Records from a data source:
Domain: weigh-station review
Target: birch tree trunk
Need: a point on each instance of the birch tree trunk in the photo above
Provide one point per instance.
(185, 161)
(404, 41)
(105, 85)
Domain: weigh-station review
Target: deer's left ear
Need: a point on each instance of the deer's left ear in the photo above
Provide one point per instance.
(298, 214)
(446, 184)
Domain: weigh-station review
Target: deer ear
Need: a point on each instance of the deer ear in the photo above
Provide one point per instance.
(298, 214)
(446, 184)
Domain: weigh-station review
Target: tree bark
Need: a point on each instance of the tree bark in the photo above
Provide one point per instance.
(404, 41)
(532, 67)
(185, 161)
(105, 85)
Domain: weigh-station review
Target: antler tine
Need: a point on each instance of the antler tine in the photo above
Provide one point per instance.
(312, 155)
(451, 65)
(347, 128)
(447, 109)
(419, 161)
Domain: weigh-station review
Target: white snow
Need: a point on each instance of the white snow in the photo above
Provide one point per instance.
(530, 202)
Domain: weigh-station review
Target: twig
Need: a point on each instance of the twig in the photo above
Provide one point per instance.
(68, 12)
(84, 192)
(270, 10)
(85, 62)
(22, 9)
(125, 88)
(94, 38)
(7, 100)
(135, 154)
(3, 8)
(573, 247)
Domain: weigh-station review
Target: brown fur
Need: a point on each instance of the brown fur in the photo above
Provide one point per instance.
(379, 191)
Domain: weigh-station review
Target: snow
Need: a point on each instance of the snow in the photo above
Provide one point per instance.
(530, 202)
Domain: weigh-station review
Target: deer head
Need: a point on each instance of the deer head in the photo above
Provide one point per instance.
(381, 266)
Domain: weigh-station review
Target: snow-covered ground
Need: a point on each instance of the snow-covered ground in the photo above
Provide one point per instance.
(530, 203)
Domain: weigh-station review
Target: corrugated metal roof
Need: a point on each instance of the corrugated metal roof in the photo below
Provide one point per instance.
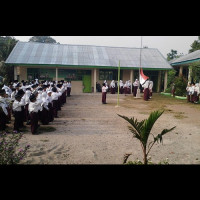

● **TASK BRIEF**:
Leave the pictures out and print the records above exactly as they stand.

● **WORKED SOLUTION**:
Domain: weigh-station review
Target: birch tree trunk
Need: a point on each instance of the birch tree trunk in the photo above
Provide one point per instance.
(185, 161)
(404, 41)
(105, 85)
Domain: weigh-station review
Target: deer's left ear
Need: a point on each instance of the deer's left ear in the photo above
Provide one point per instance.
(298, 214)
(446, 184)
Domain: weigh-station review
Target: deer ear
Need: a point on each instance of the deer ear in the photo above
Provide one point per instance.
(298, 214)
(446, 184)
Domain: weigh-station review
Target: tree bark
Need: a point on each instance of the tree bark in the photo above
Provide one point per instance.
(404, 41)
(532, 67)
(185, 161)
(105, 85)
Domain: weigh-station review
Target: antler tine
Need: a point on each instance of the antler tine in the photo above
Provide one point per instance.
(312, 155)
(451, 65)
(347, 128)
(447, 109)
(419, 161)
Domain: weigh-station review
Target: white snow
Need: a point on each instance of the white snow in the photo above
Provide one point per instance.
(530, 202)
Domain: weigh-station review
Target: twig
Need: a point on each instance of the twig in the photo above
Provide one point per instance.
(68, 12)
(84, 192)
(270, 10)
(85, 62)
(22, 9)
(125, 88)
(94, 38)
(7, 100)
(135, 154)
(3, 8)
(573, 247)
Domain: weigh-station review
Target: brown fur
Need: a point on each instance of the brown fur in the photo above
Provide one point per instance.
(379, 191)
Domain: weigh-station review
Target: snow
Need: a point on each instance of the snow in the photo above
Provide one point per instance.
(530, 202)
Domain: weigh-station review
Target: deer head
Need: a point on each instance of the deer head in the photo above
Provide one point per instance.
(381, 266)
Domain: weigh-station review
Target: snow-covered ground
Need: a point on each instance of the snow-covered ground in the photo above
Provide one point per instance.
(530, 203)
Domain: weigh-station review
Target: corrugated metal roof
Need: a point on each instance of the corrugated metal roof in the photo below
Provide one point per instance.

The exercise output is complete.